▶ _WHAT THIS TASK INVOLVES_
Restate every entry word for word.

(Pointing dataset records)
++++++++++++++++++++

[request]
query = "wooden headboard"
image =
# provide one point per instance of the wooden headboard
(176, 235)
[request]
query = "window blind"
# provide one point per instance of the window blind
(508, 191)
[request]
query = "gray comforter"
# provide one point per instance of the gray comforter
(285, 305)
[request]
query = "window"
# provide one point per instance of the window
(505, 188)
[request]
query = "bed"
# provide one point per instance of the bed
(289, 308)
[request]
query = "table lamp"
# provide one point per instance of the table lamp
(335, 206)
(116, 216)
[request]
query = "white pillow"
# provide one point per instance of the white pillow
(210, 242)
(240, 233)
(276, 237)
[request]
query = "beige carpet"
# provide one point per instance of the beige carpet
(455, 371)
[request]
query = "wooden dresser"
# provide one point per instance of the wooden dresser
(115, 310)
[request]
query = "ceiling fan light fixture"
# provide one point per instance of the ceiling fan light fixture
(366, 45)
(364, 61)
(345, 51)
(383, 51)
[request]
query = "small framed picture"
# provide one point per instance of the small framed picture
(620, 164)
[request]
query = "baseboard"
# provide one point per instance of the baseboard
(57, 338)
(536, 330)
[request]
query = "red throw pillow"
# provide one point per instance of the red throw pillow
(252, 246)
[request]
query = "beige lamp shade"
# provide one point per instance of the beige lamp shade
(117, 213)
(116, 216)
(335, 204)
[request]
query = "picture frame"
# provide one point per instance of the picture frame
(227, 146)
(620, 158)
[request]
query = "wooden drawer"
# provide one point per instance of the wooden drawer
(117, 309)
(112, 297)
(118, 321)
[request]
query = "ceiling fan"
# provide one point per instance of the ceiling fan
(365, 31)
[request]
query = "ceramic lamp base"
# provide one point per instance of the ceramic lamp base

++++++++++++++++++++

▶ _RESULT_
[request]
query = "wooden headboard"
image =
# provide one point per instance of the wooden headboard
(176, 235)
[request]
query = "window blind"
# provide one point per instance of the window blind
(508, 191)
[request]
query = "gray comforter"
# provide one point per instance of the gray comforter
(285, 305)
[request]
query = "window"
# provide one point per instance of the window
(505, 188)
[request]
query = "bed"
# provide one point per instance of the bed
(289, 308)
[request]
query = "table lamp"
# provide one point per instance of the table lamp
(335, 206)
(116, 216)
[request]
query = "white pillow"
# provide one point per instance of the white pillow
(210, 242)
(240, 233)
(276, 237)
[request]
query = "beige carpet"
# provide one point per instance of the beige carpet
(455, 371)
[request]
query = "wooden dresser"
# provide one point per instance of the wooden dresser
(115, 310)
[request]
query = "ceiling fan light fixture"
# provide one point per instance of the ceiling fan light fixture
(366, 45)
(364, 61)
(345, 51)
(383, 51)
[request]
query = "small framed picture"
# provide one point per instance of the small framed picture
(620, 164)
[request]
query = "baseboard"
# provide one point per instance of the baseboard
(57, 338)
(536, 330)
[request]
query = "red throw pillow"
# provide one point per instance of the red throw pillow
(252, 246)
[request]
query = "beige lamp shade"
# provide one point per instance of the beige lamp shade
(117, 213)
(116, 216)
(335, 204)
[request]
query = "picture frame"
# provide one point per instance of the picture frame
(227, 146)
(620, 158)
[request]
query = "wooden drawer"
# provide one point per instance of the wooden drawer
(117, 309)
(112, 297)
(118, 321)
[request]
query = "ceiling fan"
# provide one point per instance of the ceiling fan
(365, 31)
[request]
query = "ceramic lamp base"
# provide one point per instance of the ceramic lamp base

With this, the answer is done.